(Photo-based referring expression data)
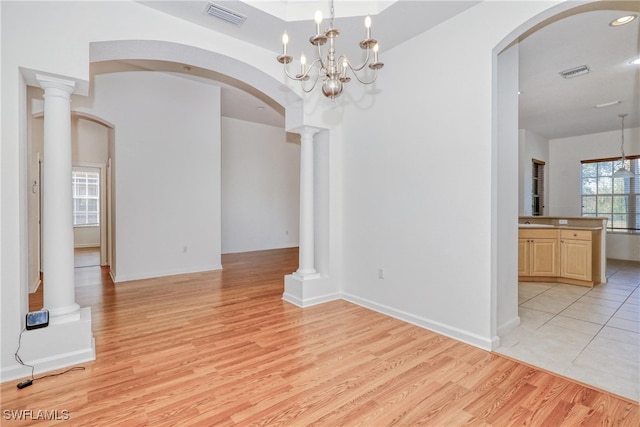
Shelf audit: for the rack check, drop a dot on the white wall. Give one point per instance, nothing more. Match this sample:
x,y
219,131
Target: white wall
x,y
89,146
388,205
430,230
58,38
564,179
168,171
260,187
532,146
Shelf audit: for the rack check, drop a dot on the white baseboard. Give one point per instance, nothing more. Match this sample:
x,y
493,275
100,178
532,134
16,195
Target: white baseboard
x,y
440,328
118,278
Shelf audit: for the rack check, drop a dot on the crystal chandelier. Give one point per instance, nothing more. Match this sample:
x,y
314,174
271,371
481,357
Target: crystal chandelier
x,y
332,68
623,172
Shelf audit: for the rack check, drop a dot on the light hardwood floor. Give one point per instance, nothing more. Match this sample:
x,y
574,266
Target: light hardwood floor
x,y
222,348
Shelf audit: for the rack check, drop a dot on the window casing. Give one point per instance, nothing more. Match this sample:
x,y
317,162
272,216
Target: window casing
x,y
86,197
617,199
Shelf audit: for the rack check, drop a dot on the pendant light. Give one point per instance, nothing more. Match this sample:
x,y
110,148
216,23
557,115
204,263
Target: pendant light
x,y
623,172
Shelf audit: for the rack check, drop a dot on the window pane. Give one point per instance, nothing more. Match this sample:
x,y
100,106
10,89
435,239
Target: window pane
x,y
86,189
604,204
589,205
620,186
605,168
589,185
605,185
620,204
589,170
619,221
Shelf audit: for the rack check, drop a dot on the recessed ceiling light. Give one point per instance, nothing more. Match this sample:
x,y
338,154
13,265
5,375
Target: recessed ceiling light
x,y
607,104
622,20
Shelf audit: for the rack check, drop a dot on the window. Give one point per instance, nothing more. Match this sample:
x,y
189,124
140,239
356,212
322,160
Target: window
x,y
537,190
86,197
617,199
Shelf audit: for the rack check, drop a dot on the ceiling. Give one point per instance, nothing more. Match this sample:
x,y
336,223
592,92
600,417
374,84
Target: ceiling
x,y
550,105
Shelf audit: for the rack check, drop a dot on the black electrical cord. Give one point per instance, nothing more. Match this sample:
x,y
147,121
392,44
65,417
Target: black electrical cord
x,y
28,382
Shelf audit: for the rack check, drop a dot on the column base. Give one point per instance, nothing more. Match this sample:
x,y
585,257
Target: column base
x,y
308,290
68,340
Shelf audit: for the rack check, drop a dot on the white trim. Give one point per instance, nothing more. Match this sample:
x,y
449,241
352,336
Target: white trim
x,y
118,278
437,327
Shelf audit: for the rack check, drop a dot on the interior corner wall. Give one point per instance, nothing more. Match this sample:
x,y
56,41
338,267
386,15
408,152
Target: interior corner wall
x,y
505,190
260,187
167,152
417,165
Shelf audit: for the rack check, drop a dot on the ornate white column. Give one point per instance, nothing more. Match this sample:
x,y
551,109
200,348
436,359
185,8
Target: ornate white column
x,y
306,245
57,221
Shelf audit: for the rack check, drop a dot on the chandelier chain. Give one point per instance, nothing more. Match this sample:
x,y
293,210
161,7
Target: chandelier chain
x,y
332,15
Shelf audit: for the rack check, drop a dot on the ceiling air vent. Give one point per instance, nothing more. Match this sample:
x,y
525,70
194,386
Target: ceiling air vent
x,y
574,72
224,14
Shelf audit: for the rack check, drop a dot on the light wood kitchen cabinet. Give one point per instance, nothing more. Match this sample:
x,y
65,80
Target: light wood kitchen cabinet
x,y
579,256
538,253
559,255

*Activity*
Copy out the data above exactly, except the pictures.

*Result below*
Shelf audit: for the rack check, drop a dot on the white wall. Give one point per instance, nothing more. Match this sample:
x,y
219,131
Target: white wall
x,y
89,146
388,205
430,230
58,38
564,179
168,171
260,187
532,146
Shelf audit: for the rack check, drop a dot on the white baseboard. Give one point per instance, nothing more. Match this sample:
x,y
493,275
100,178
532,134
16,195
Target: white baseboard
x,y
440,328
118,278
Shelf audit: for the rack check, drop a dot on the crystal chandelier. Give one point per instance, nothing more. Match this sample:
x,y
314,174
271,371
481,357
Target: crystal chandelier
x,y
332,68
623,172
Shelf audit: for the rack check, drop a dot on the light hardwood floor. Give one point per instance, nothing more. Match this sample:
x,y
574,266
Target: light hardwood floor
x,y
222,348
Shelf audit: for the rack check, drop a dot on the window casing. Give one point per instance, nothing more. Match this sample:
x,y
317,162
272,216
Target: window casing
x,y
86,197
617,199
Shelf audit: for the rack check, drop a dot on the pendant light. Give one point per instance, nothing more. Match this sample:
x,y
110,148
216,23
557,115
204,263
Target: pendant light
x,y
623,172
Shelf audit: for the rack check, drop a dot on the window pane. Give one point per instance, nothing more. Match this sample:
x,y
100,106
10,89
435,239
Target: window pane
x,y
86,189
604,204
589,205
620,186
605,168
589,185
605,185
620,204
589,170
619,221
Shelf audit: for the rack check, drop a dot on the recessed ceiling light. Give one point per instance, nothing more. Match this sample:
x,y
338,154
13,265
5,375
Target: recessed ceiling light
x,y
607,104
622,20
Shelf audit: for the rack check, drop a dot on the window. Give one point per instance, nothing more. Match this sample:
x,y
189,124
140,239
356,212
322,160
Target: window
x,y
537,190
86,197
617,199
Shelf audit: for the rack check, drop a dot on the ceiling. Give one point per instance, nothing more. Match this sample:
x,y
336,223
592,92
600,417
374,84
Target: ceiling
x,y
550,105
Shelf audit: for the rack check, drop a dot on the black electrical cord. Give one point per instance, nothing more. Match this sample:
x,y
147,121
392,44
65,417
Target: black electrical cord
x,y
28,382
Shelf audit: for the rack check, drop a dot on the column base. Give one point per instance, nothing more. Match this sample:
x,y
585,257
Target: column base
x,y
308,290
68,340
Shelf audit: for the rack check, drop a dot on the white trim. Give one point per instance, nothing more. Match this sample:
x,y
449,241
352,336
Target: white trim
x,y
118,278
437,327
Shelf audit: for the rack check, drop a dot on the interior corner wall. Give one point per instance, nothing more. Match this sample:
x,y
56,41
338,267
386,15
408,152
Target: interior corner wall
x,y
505,190
260,187
167,152
417,165
Shelf audit: for the rack check, drop a dot on the ornate white column. Give one point per instance, nothing more. Match this sample:
x,y
551,109
200,348
436,359
185,8
Target: ornate white column
x,y
306,245
57,221
Shelf audit: for the rack check, drop a dot on the chandelier chain. Give one point per instance, nothing more. Match this sample:
x,y
293,210
161,7
Target: chandelier chain
x,y
332,15
Shelf audit: for the rack check, drop a dot on the ceiling air vent. Give one point per instance, nothing more. Match this sample:
x,y
525,70
194,386
Target: ceiling air vent
x,y
574,72
224,14
Shelf audit: for the rack check, drop a dot on the light wood kitchen cabinet. Give one point per instance, nothing more. Match this sample:
x,y
65,80
Target: light wood kitchen cabinet
x,y
579,256
538,253
559,255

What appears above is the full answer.